===== RECORDED INFORMATION

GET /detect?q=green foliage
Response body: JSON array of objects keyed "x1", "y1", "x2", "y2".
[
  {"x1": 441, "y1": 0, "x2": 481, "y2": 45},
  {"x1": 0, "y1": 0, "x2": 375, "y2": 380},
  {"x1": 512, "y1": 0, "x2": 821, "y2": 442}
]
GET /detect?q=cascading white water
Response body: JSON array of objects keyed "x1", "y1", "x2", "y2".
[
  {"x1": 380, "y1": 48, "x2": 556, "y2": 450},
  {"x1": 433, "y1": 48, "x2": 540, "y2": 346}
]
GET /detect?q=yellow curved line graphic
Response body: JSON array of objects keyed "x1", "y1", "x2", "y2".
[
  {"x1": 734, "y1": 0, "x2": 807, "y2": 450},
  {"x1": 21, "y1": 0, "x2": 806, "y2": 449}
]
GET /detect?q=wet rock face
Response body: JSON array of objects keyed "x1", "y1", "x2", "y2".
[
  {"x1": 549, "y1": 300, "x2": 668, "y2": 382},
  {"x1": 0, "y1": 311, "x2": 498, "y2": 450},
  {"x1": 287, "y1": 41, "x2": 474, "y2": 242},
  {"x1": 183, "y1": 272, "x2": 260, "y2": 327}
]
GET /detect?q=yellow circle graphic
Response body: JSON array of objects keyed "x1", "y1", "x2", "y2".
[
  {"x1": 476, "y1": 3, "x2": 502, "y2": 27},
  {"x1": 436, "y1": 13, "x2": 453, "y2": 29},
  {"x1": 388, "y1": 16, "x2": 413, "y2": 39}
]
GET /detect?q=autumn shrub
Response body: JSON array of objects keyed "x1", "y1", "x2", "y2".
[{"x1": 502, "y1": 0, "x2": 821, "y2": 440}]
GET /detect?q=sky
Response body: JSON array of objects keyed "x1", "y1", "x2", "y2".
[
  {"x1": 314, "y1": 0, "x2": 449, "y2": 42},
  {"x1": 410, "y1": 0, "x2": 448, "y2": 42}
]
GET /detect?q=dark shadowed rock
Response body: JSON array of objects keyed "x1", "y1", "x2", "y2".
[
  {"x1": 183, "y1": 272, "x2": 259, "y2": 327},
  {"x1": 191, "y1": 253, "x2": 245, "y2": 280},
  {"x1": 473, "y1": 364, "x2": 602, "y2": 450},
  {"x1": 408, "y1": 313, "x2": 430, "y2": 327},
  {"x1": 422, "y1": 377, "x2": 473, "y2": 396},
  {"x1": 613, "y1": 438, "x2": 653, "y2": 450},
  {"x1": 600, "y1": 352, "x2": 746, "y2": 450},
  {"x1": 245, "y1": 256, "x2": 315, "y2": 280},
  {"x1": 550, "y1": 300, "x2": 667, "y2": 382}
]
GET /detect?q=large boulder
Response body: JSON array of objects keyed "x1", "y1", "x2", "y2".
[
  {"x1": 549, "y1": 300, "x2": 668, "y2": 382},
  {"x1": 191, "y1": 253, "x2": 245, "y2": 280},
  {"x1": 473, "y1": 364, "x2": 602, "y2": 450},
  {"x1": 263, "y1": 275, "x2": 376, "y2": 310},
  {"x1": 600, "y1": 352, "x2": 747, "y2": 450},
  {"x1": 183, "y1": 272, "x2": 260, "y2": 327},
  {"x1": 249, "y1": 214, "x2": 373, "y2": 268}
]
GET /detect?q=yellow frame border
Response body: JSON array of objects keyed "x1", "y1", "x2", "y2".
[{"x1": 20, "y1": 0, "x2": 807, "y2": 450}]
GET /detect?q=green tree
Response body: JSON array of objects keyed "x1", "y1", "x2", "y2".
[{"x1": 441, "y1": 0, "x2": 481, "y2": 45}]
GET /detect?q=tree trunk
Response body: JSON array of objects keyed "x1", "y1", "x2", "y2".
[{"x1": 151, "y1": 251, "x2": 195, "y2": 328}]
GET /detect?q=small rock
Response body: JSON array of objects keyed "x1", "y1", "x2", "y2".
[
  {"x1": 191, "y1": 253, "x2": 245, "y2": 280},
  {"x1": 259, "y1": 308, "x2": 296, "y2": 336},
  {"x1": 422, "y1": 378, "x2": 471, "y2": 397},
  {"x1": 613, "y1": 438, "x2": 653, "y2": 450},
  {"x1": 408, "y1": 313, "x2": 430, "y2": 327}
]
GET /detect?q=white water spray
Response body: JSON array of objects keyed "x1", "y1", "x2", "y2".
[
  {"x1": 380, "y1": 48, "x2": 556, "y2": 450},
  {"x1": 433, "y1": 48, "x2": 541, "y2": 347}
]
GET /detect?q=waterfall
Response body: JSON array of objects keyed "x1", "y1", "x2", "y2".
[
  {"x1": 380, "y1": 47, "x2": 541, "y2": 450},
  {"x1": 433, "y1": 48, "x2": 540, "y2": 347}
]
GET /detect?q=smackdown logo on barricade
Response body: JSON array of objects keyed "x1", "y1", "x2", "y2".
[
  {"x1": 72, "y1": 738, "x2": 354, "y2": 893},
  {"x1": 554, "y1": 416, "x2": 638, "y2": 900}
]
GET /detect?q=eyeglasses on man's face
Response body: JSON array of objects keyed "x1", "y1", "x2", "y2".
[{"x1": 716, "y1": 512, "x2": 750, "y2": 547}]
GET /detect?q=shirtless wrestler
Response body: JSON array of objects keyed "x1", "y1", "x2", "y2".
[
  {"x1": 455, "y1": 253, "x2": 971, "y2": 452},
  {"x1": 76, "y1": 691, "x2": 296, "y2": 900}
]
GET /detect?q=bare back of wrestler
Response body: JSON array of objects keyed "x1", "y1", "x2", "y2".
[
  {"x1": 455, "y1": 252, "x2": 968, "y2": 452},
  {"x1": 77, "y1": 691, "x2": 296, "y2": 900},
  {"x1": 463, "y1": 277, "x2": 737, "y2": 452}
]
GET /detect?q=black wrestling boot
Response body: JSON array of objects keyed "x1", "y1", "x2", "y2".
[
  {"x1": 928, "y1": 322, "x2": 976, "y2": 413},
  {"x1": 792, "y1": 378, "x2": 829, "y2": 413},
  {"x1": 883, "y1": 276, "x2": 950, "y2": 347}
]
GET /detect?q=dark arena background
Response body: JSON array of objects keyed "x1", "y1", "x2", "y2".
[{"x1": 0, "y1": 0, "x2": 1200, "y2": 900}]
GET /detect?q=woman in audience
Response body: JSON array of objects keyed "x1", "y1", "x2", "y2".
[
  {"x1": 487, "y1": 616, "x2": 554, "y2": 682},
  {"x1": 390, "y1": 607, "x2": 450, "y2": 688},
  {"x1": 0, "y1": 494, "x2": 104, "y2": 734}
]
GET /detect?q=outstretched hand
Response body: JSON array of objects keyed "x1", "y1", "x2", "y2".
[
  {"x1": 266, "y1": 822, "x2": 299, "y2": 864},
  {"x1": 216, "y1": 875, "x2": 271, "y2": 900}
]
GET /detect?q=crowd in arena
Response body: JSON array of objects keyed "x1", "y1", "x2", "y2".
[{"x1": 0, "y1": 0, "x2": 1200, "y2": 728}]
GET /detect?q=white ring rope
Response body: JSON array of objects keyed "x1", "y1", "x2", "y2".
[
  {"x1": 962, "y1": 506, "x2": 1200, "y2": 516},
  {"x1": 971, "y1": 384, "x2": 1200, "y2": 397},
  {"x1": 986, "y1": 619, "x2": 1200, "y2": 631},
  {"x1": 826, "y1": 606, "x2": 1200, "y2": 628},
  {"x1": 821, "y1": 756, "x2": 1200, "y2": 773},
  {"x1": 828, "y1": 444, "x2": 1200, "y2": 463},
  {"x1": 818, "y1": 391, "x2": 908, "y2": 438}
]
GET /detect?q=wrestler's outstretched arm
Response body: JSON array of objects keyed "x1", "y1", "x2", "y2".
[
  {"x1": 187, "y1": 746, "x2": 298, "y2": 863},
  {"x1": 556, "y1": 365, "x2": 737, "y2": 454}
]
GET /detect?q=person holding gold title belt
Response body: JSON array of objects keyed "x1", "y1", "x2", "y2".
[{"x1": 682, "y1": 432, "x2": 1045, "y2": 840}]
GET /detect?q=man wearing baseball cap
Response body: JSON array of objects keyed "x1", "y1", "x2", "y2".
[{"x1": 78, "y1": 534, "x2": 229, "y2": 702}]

==========

WORK TO BE COMPLETED: Return every line of the items above that contains the word "green", matching case exactly.

ANSWER:
GET /detect?q=green foliage
GET /detect?q=green tree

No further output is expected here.